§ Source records
· · ·
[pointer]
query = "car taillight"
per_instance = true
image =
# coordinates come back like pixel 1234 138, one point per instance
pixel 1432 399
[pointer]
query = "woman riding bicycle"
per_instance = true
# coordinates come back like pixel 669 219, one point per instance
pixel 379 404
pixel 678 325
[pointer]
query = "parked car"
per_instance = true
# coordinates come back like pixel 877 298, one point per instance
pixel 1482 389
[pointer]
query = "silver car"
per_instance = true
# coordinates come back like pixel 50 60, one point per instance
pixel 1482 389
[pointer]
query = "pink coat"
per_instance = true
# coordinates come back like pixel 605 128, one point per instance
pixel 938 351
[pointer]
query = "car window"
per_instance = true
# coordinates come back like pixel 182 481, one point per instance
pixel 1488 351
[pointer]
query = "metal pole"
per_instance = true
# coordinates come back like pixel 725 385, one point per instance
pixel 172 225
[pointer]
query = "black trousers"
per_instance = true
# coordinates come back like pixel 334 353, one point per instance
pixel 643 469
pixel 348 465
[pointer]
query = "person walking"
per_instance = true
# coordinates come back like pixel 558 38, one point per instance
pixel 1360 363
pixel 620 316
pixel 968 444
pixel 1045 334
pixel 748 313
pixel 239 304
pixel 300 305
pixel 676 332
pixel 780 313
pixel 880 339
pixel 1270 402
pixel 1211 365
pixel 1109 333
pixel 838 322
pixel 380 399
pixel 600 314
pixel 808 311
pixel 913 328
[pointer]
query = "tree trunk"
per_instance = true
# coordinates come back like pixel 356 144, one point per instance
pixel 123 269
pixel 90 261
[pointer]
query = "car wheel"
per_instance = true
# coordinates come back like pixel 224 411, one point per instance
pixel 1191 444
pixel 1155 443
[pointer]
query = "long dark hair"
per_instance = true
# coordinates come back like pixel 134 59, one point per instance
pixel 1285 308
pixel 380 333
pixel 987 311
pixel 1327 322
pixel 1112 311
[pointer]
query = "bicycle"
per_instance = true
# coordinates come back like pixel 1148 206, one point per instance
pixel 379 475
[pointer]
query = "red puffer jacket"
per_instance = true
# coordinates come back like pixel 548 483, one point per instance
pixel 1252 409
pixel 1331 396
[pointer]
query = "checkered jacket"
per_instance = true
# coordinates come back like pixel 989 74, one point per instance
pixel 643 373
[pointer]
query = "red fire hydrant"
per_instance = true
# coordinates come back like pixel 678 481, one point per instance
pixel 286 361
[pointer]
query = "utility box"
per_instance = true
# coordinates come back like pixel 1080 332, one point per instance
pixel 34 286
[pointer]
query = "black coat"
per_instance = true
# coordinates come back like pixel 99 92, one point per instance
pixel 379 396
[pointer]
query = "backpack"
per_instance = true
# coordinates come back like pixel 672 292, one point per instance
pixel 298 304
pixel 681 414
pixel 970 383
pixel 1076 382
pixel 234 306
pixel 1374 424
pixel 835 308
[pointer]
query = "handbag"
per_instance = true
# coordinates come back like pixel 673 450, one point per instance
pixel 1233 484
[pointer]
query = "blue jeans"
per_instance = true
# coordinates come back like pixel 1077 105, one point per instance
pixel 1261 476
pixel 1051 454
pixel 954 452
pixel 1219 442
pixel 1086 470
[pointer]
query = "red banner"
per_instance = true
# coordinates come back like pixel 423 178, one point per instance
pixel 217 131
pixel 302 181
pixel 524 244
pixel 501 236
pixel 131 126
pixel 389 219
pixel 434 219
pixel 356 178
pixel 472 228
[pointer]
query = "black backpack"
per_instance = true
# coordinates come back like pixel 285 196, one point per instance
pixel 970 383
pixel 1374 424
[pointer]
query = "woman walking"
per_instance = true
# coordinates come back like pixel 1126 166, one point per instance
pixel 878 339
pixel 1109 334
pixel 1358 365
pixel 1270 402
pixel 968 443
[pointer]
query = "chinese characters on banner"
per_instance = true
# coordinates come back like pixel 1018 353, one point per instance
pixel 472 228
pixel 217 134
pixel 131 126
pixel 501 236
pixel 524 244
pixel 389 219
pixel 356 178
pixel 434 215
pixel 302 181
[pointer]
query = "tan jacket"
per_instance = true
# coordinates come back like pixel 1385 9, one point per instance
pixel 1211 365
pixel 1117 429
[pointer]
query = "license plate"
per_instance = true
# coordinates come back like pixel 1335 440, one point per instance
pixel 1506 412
· · ·
§ TASK INSTRUCTIONS
Look through the entries above, find each line containing "black", and copy it.

§ FINISHED TASK
query = "black trousers"
query = "black coat"
query = "black backpack"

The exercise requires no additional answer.